-- Excerto para leitura --
________________
Se o ataque aos três poderes em Brasília pretendia fragilizar a governabilidade de Lula, acabou a estilhaçar mais ainda a credibilidade do projeto bolsonarista. Para além disso, teve a capacidade de gerar consenso numa população que há muito se habituou a alimentar-se do que a divide.
O Presidente iniciou o mandato com uma base popular e política frágeis, refletindo a polarização calcificada que dilacera o país. Todavia, este acontecimento produziu uma disrupção social e institucional ao aproximar petistas e antipetistas (em que se incluem os eleitores moderados de direita que votaram em Bolsonaro). O ataque permitiu ao Presidente ampliar o espaço de diálogo com o sector que o não elegeu, mas que não é extremista.
________________
-- O que fazer --
Segundo o excerto, que grupos o ataque aos três poderes aproximou? Baseie-se apenas no excerto para responder.
________________
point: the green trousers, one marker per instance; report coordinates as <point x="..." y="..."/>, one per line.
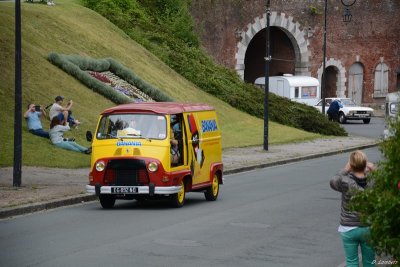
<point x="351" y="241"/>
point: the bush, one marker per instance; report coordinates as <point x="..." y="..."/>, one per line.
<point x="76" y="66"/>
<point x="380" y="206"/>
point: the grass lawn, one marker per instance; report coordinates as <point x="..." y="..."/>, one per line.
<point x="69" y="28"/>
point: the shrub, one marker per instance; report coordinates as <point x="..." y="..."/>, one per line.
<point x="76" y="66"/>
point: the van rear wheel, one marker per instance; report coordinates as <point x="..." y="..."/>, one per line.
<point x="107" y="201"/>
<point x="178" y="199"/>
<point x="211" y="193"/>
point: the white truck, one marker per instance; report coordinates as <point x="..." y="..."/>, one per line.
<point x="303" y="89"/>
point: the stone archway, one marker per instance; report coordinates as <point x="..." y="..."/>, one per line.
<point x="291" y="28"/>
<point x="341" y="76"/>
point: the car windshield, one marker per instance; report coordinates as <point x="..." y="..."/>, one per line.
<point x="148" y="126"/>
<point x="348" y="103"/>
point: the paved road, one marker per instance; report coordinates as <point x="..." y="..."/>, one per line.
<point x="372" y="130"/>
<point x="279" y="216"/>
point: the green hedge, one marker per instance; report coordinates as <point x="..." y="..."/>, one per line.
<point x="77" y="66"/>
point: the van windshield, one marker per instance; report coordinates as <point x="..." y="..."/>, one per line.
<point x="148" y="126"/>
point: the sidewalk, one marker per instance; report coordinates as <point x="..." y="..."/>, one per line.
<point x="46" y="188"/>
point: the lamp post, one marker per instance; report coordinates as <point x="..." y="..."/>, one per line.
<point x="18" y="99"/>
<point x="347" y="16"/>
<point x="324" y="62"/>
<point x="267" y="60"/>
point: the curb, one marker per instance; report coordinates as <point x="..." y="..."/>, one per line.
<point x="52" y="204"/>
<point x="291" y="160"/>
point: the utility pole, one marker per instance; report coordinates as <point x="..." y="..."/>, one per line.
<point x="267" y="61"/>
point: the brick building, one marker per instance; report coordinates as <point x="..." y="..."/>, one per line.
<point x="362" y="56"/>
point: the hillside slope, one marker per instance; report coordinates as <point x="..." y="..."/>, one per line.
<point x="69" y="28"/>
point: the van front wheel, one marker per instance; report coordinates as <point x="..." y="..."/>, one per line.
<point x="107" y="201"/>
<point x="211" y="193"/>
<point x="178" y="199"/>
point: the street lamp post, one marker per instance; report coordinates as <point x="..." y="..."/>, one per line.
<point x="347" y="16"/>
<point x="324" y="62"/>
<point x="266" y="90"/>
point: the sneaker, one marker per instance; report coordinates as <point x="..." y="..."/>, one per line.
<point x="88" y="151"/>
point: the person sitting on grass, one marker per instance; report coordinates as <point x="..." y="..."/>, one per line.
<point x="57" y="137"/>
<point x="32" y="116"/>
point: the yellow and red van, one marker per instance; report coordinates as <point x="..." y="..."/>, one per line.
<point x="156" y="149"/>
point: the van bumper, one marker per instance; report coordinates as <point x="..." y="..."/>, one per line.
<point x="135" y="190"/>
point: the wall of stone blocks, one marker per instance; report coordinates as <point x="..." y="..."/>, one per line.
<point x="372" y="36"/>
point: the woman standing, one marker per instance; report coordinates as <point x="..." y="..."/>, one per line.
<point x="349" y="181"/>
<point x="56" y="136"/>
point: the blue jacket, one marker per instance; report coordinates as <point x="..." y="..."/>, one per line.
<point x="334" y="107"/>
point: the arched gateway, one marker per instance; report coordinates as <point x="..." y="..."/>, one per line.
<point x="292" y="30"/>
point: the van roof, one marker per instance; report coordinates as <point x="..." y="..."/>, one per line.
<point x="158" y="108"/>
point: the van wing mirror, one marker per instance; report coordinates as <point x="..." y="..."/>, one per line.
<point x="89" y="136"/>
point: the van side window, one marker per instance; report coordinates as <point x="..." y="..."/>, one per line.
________________
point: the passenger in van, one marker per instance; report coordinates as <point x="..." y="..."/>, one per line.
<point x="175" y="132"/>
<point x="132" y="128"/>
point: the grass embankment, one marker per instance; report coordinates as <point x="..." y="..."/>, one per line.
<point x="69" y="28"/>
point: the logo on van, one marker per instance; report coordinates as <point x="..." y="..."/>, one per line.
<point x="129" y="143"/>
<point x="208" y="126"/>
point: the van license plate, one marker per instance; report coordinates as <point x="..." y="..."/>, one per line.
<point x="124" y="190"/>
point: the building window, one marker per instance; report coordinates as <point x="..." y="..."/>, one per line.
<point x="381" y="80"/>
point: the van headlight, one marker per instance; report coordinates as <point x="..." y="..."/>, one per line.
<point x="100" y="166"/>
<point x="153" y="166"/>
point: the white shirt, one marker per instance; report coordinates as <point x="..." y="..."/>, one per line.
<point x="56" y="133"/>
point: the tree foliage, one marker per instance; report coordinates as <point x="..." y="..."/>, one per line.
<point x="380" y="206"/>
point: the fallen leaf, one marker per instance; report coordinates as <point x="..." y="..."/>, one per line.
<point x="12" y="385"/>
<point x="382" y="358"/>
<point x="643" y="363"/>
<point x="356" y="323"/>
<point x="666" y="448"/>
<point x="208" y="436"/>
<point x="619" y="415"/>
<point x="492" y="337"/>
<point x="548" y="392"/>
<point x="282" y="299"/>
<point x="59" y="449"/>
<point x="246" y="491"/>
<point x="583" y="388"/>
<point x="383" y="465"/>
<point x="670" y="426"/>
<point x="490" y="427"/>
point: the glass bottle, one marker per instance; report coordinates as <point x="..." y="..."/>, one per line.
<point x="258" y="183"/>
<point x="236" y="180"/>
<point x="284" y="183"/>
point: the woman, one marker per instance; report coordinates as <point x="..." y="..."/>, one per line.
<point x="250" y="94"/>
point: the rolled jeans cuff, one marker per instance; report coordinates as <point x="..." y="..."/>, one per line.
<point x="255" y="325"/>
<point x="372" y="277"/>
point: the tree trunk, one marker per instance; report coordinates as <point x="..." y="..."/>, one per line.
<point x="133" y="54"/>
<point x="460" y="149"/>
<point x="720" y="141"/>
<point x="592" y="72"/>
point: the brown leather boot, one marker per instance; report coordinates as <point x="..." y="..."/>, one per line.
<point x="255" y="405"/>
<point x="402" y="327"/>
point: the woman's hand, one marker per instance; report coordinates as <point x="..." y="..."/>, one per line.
________________
-- Exercício resolvido --
Aproximou petistas e antipetistas, incluindo os eleitores moderados de direita que votaram em Bolsonaro.